** Start of AVAILABLE DATA **
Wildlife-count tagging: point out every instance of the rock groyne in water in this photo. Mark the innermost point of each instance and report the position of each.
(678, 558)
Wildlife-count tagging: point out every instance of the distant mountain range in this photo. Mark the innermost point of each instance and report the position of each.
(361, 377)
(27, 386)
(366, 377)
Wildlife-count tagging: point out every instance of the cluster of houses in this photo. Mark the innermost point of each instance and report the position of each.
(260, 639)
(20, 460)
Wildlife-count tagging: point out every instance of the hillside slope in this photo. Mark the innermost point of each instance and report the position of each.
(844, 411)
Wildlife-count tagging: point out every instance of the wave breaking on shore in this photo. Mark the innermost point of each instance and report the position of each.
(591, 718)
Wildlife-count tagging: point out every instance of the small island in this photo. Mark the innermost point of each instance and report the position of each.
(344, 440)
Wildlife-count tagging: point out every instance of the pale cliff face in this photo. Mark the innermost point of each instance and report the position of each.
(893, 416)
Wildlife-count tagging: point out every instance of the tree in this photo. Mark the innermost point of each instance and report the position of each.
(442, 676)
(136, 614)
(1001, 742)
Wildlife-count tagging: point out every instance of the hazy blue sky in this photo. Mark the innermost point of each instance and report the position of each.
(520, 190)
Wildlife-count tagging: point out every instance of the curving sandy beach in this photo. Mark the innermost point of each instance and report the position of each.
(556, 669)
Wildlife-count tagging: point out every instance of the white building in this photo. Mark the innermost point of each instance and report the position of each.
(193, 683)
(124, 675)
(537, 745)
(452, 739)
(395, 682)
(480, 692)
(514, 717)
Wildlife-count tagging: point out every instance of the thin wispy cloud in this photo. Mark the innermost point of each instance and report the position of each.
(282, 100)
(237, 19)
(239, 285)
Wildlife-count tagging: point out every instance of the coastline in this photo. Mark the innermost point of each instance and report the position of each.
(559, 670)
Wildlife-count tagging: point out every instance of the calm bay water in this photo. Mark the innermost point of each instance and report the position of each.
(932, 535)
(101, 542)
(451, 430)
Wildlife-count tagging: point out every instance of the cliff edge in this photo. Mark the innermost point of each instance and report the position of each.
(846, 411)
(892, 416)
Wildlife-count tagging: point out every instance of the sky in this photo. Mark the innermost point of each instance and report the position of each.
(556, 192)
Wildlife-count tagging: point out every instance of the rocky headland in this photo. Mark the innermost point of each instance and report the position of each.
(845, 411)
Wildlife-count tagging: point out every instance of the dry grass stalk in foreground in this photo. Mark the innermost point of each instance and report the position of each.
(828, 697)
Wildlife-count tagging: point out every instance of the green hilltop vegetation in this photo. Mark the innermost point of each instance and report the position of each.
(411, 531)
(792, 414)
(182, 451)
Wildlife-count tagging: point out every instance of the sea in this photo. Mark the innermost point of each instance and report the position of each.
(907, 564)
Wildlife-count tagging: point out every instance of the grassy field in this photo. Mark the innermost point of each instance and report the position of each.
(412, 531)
** End of AVAILABLE DATA **
** Start of AVAILABLE DATA **
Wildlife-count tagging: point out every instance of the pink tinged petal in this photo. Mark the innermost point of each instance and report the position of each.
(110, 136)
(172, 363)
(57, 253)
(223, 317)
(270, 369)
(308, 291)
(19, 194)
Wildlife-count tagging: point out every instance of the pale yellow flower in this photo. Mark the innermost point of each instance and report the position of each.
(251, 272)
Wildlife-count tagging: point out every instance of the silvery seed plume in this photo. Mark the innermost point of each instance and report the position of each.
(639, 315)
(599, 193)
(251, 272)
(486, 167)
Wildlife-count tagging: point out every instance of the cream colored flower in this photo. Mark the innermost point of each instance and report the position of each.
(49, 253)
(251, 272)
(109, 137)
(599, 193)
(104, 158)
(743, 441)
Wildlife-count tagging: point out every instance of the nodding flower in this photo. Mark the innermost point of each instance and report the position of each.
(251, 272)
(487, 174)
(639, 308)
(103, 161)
** End of AVAILABLE DATA **
> _PROBLEM REQUIREMENTS_:
Locate each line in the material above that contains the string "flower", and copy every such line in full.

> _RESPONSE BELOW_:
Wildlife-count tagging: point out every instance of the pale yellow flower in this photo. Mark the innermost point of each instance and report the position of each.
Wildlife-count tagging: point out every instance of the cream colored flower in this photo. Mark the innermost point of each instance and report the position of each.
Wildlife-count tagging: point out every instance of the nodding flower in this photo. Mark the innermost point of each instance and report the position of each.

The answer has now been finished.